Task to carry out: Locate the line that contains "the white glowing". Copy it and every following line through the end of the records, exactly, and include nothing else.

Record excerpts:
┌──

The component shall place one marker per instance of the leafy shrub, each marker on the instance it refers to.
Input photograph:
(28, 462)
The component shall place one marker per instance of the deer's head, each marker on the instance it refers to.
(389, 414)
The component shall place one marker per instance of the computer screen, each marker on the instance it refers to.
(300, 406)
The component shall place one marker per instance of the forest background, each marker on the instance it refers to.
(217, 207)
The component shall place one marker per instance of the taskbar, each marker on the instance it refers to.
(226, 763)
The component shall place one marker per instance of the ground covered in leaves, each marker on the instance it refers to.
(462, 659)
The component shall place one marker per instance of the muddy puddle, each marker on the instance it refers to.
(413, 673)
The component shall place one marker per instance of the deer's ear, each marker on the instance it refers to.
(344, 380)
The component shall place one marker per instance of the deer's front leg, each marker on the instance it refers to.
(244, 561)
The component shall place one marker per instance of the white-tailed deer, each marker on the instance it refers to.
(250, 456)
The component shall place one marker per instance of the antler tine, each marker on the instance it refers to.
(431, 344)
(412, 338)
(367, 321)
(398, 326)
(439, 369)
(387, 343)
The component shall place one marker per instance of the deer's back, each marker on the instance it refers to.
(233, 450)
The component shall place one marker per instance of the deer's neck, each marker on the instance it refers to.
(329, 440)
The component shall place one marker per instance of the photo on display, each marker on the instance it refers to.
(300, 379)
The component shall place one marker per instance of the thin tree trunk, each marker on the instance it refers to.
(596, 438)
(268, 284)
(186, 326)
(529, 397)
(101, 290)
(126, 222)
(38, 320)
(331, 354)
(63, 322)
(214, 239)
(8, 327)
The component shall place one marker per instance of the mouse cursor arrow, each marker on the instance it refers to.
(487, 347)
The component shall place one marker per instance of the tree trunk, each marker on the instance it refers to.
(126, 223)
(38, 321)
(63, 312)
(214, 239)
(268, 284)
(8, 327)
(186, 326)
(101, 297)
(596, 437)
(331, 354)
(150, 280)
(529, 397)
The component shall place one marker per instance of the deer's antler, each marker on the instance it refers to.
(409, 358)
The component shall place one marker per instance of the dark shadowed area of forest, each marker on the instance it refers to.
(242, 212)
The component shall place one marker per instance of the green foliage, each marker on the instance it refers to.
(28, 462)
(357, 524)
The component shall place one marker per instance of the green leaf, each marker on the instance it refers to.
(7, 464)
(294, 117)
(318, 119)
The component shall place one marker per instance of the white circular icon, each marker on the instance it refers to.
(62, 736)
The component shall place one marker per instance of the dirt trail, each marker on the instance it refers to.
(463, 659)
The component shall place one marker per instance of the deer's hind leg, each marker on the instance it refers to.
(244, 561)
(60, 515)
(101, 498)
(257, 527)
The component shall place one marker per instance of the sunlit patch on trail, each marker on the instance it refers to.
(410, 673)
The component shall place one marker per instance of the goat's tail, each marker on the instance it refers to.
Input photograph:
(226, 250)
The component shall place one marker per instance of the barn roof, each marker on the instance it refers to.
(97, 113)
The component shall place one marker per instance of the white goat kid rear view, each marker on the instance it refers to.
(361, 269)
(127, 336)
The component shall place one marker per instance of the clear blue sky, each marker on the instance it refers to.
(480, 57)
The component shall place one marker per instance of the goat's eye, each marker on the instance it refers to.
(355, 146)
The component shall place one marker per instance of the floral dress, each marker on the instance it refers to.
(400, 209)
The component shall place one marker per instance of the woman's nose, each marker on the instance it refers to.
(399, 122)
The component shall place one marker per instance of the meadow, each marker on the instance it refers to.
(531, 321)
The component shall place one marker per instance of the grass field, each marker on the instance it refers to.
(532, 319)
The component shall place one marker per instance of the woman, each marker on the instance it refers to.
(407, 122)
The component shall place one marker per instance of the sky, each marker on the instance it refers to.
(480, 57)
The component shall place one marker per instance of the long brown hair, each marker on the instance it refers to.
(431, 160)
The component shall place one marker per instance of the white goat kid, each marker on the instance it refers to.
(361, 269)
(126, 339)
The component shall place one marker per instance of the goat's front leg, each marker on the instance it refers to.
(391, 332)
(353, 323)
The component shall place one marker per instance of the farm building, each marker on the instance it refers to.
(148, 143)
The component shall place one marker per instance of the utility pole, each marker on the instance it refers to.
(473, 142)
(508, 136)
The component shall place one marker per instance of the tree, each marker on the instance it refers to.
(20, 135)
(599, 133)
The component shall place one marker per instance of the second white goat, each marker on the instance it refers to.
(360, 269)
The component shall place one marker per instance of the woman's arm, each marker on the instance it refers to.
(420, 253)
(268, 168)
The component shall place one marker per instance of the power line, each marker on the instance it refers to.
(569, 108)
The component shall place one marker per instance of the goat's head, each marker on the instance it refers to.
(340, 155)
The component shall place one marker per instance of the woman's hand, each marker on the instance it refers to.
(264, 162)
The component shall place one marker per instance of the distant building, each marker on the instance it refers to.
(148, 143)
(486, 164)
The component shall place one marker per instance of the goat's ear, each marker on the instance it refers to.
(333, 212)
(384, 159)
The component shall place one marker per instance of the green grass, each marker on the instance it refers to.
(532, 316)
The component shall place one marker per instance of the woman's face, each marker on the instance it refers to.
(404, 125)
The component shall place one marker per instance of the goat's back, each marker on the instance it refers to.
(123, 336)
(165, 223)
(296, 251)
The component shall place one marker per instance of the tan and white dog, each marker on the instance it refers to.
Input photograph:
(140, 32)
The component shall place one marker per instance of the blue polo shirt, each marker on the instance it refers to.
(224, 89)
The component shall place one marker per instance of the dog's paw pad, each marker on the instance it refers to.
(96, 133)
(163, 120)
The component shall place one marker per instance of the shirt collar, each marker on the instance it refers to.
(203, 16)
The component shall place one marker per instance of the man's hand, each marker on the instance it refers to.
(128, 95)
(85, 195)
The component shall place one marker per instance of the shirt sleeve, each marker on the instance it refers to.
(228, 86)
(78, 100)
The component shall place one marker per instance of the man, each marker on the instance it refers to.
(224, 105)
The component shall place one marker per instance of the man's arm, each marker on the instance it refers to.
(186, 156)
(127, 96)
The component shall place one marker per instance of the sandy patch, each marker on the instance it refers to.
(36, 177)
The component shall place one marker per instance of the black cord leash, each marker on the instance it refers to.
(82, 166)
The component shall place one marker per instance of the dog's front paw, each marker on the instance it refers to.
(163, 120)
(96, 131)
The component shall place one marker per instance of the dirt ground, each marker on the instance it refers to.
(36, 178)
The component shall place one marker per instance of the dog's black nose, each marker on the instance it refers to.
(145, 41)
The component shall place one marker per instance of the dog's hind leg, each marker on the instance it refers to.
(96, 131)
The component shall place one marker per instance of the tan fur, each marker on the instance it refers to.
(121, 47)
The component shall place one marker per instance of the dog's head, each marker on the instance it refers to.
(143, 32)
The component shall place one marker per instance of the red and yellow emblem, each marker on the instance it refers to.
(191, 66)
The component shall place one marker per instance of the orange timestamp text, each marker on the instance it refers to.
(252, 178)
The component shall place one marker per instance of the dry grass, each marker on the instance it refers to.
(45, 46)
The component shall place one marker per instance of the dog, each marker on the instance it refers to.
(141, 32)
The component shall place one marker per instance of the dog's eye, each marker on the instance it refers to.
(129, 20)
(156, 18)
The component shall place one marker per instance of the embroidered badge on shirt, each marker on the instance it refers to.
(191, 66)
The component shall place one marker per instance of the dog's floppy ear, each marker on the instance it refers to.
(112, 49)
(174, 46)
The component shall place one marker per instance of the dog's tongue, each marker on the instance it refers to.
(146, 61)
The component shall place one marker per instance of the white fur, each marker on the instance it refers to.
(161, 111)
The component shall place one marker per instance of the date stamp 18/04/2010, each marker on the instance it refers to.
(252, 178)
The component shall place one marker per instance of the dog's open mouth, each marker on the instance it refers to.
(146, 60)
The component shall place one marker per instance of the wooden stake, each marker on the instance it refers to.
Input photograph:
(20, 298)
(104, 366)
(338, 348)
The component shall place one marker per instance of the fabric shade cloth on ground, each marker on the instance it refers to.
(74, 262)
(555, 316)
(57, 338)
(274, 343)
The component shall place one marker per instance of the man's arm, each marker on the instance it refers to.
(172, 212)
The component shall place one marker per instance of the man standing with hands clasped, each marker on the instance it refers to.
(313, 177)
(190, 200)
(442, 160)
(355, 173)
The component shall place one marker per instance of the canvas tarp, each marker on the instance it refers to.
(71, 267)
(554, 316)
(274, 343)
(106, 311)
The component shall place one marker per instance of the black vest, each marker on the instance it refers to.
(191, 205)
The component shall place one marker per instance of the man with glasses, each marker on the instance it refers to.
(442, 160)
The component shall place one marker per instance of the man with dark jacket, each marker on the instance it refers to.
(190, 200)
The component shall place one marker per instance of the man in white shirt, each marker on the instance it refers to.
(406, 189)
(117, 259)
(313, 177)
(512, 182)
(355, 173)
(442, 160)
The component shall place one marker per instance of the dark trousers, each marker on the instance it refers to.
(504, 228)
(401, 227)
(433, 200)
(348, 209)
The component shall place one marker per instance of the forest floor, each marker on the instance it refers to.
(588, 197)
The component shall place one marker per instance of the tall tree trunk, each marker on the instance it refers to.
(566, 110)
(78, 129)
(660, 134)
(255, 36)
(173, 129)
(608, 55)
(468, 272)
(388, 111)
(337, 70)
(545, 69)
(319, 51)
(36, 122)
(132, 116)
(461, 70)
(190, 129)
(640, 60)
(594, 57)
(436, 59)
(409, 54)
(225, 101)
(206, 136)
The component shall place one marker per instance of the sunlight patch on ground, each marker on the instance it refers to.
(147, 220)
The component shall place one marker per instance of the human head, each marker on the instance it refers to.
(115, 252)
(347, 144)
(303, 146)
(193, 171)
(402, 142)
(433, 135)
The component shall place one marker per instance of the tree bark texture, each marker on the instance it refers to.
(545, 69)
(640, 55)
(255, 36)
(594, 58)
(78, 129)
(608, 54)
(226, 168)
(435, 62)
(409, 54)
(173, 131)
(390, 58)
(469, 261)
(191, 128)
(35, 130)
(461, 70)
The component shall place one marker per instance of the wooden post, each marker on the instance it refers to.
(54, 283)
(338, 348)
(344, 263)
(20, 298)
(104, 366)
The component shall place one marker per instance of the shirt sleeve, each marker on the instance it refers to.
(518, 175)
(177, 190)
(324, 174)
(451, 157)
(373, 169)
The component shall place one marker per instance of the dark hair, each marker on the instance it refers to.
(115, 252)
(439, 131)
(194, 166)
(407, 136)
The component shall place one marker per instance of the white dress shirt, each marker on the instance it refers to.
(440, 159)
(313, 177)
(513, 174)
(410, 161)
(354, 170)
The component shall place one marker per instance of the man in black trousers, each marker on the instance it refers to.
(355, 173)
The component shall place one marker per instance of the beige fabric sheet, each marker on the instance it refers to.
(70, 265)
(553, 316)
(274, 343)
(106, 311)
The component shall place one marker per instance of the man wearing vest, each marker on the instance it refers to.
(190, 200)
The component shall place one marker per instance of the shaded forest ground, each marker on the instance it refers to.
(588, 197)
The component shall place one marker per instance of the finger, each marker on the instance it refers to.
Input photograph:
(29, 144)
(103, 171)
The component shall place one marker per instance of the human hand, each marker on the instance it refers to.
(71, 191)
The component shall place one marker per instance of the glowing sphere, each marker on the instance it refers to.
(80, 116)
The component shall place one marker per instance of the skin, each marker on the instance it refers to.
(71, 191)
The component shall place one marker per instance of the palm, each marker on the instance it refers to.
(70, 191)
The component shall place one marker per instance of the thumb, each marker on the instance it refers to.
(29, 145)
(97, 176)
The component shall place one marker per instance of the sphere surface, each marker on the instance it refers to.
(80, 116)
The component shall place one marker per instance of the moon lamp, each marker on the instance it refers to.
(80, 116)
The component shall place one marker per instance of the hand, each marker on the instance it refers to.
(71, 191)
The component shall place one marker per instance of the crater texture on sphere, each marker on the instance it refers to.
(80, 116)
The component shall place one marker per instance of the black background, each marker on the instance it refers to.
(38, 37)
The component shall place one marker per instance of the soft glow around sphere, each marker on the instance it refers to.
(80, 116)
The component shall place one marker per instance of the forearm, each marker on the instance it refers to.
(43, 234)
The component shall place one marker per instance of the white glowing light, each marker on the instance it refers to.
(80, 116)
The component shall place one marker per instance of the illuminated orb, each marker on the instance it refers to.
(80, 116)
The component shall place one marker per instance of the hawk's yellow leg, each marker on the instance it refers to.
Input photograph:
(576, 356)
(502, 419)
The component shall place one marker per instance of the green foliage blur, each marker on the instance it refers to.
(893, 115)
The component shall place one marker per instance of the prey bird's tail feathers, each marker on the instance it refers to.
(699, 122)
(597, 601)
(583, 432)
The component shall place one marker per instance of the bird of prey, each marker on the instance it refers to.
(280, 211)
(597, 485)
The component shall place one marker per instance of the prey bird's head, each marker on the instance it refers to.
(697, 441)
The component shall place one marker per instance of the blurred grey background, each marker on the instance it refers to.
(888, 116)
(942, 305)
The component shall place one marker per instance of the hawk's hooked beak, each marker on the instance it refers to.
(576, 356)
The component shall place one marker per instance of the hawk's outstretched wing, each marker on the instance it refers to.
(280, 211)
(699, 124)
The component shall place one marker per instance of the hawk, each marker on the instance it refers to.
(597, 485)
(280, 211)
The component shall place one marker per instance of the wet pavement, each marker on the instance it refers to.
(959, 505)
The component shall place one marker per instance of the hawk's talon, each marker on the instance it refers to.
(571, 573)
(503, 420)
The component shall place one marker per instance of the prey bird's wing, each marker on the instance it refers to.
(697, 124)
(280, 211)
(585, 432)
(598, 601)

└──

Answer below:
The component shall place one marker per instance of the white glowing light, each marker on the instance it refers to.
(80, 116)
The component shall place one marker per instance of the illuminated orb, each marker on the instance it refers to.
(80, 116)
The component shall place one marker per instance of the hawk's yellow leg, each marker on the instance it refers to.
Input photograph:
(576, 356)
(502, 419)
The component shall place one marker per instance of the green foliage blur, each marker on the instance it refers to.
(893, 115)
The component shall place one marker per instance of the prey bird's tail feathers, each marker on the instance it refers to.
(699, 122)
(597, 601)
(583, 432)
The component shall place one marker per instance of the bird of prey, each marker on the instance it refers to.
(280, 211)
(597, 485)
The component shall place one marker per instance of the prey bird's head, each marker on the instance it refers to.
(697, 441)
The component shall place one marker per instance of the blurred grey background, each marker on the instance it refers to.
(888, 116)
(942, 305)
The component shall place one marker per instance of the hawk's hooked beak, each marker on the instance it refers to.
(576, 356)
The component shall place one marker per instance of the hawk's outstretched wing, each marker on the instance it refers to.
(280, 211)
(699, 124)
The component shall place one marker per instance of the hawk, each marker on the instance it refers to.
(597, 485)
(280, 211)
The component shall place one marker per instance of the wet pavement, each marker on the instance it refers to.
(959, 505)
The component shall place one marker per instance of the hawk's talon, each marker on the instance it refers to.
(571, 573)
(503, 420)
The component shall place one marker per instance of the prey bird's wing, each marker on the instance it refers to.
(697, 124)
(280, 211)
(585, 432)
(598, 601)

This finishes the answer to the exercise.